### DOCUMENT SECTION
## Begin
Powerful new text-searching abilities in 3.0.160

In ProcessWire 3.0.160 we’ve got some major upgrades and additions to our text-matching selectors and operators. This brings a whole new level of power to $pages->find() and similar API calls, especially when it comes to search engine type queries.

We will briefly walk through all the new operators in this post to introduce them. Following that is a demo search engine that lets you test all of them out with pages on this site. All of these new operators are available and ready to use in ProcessWire 3.0.160 API calls. Note however that they are not yet available interactively in InputfieldSelector (Lister/ListerPro) or other places where you might select operators interactively in the admin. They should be by 3.0.161 though. Just in case you missed the forum post last week, 3.0.160 also includes some nice two-factor authentication upgrades as well.

In the examples below, you'll see unique search queries included with each. If you don't know what terms to try in the search engine further down on this page, I recommend using the terms in the examples for results that help to demonstrate how the operator works.

Newly added search operators

Contains words partial ~*=

$pages->find('title~*=web image'); 

This is like the existing "match words" ~= operator except that rather than just matching whole words, it can match partial words as well. So that means that a search for "web image" on this site will match terms like "WebP" and "images" (plural), rather than only matching "web" and "image" (singular).

Contains words live ~~=

$pages->find('title~~=api pro'); 

This new operator is designed to work exactly like the existing "match words" ~= operator except that the last word is considered a "partial match" word rather than a full match word. That makes this particular operator useful in live-search situations where you are returning results as someone types.
## End
### GIVEN DATA
## Begin
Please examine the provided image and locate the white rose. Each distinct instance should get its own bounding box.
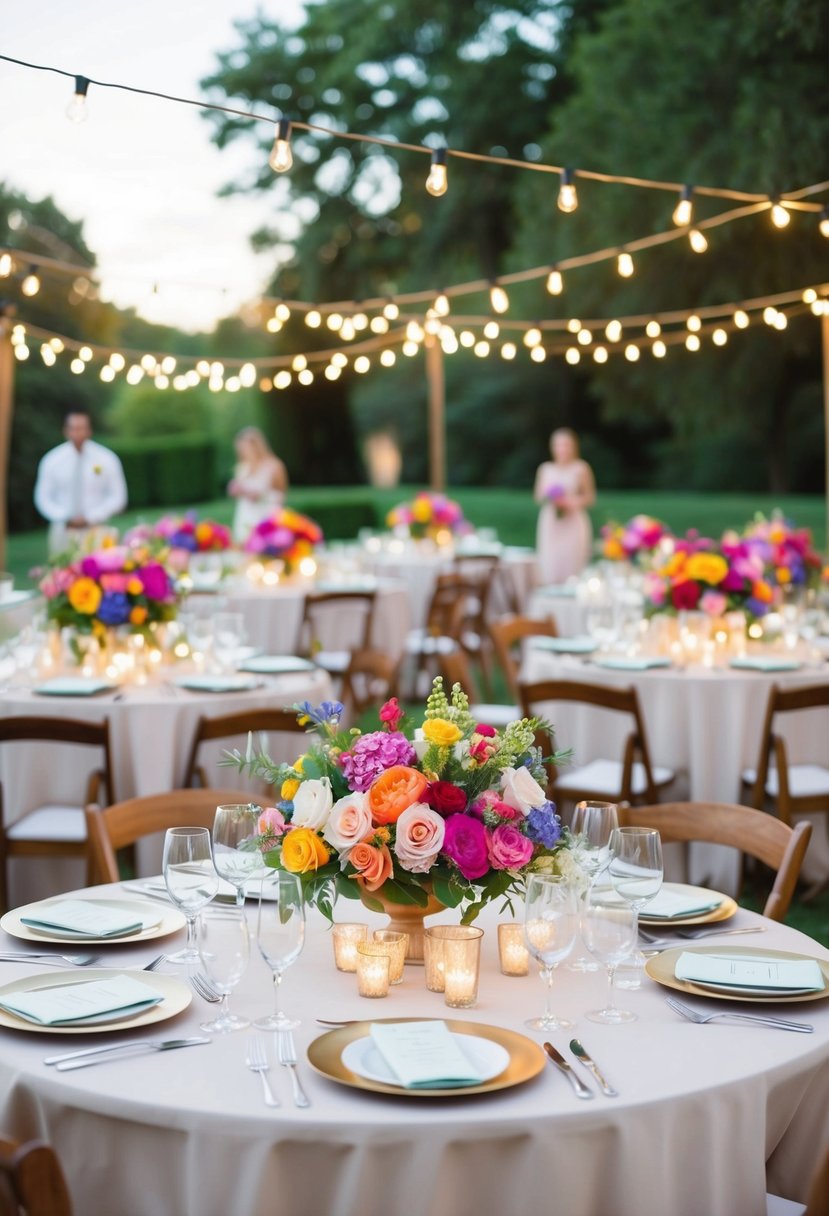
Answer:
## End
### REQUIREMENTS
a. Answer these about the ProcessWire 3.0.160 post:
(i) By which version should the new operators be usable in InputfieldSelector?
(ii) A search for "web image" with the ~*= operator can match which two terms on the site?
(iii) What kind of situation is the ~~= operator useful for?
b. Write the next part of the ProcessWire 3.0.160 post, picking up after its last sentence.
You won't need the listing for any of this.

### OUTPUTS FOR THE TASKS
a.
(i) 3.0.161
(ii) "WebP" and "images"
(iii) Live-search situations, where results are returned as someone types

b.
Contains words like ~%=

$pages->find('title~%=build site');

This operator matches all words in the query in full or in part. It can perform partial matches not just from the beginning of the word, but anywhere within the word. That means that a word like "build" can match words like "building" and "rebuild", and words like "site" can match words like "website" and "sites".

Contains words and expand

$pages->find('title~+=books');

This operator works exactly like the regular "match words" ~= operator except that it also adds in "query expansion". This is a feature of MySQL fulltext indexes where in the best case it seems to magically come up with related matches, even if they don't contain the original search terms. As far as I can tell, it analyzes the matching results and looks for words in the match that might be fairly unique, checks if those words appear on any other page titles, and bundles them into the results when they do. As an example, use this operator in the search engine below to search for the term "books", and notice how it matches "Canongate Books" and a related blog post that doesn't even mention the term "books" in the title — pretty cool huh? Well, at least with short queries it can be. The longer the query, the more likely that query expansion is to introduce noise into the results, but that's to be expected.

Contains any words ~|=

$pages->find('title~|=architecture engineering construction');

ProcessWire's word matching operators have required that all of the mentioned words match, but not anymore. Now we have a few new implied OR operators like ~|= (and others, mentioned below) that specify "any" words can match. As you might know, you can also do this by separating each word with a pipe, i.e. "this|that", but that's a bit more work than we'd like when processing searches from input. In addition, because the feature is native to this operator, it is able to perform the OR match more quickly and efficiently than if we were separating our search values with pipes.

Contains any partial words ~|*=

$pages->find('title~|*=auth edit');

This is just like the previous operator except that rather than just matching any whole word, it'll also match any partial word. That means that words like "auth" will match "author" and "authentication", and words like "edit" will match "editor" and "editing".

Contains any words like ~|%=

$pages->find('title~|%=grade port');

This is just like the above mentioned ~|*= operator except that it uses LIKE rather than the fulltext index to perform matches. That means that it can be slower (at scale) but can match anywhere in words, rather than just from the beginning of them. That means that a term like "grade" can also match "upgrade" and a term like "port" can match "import", "export", "portal", etc.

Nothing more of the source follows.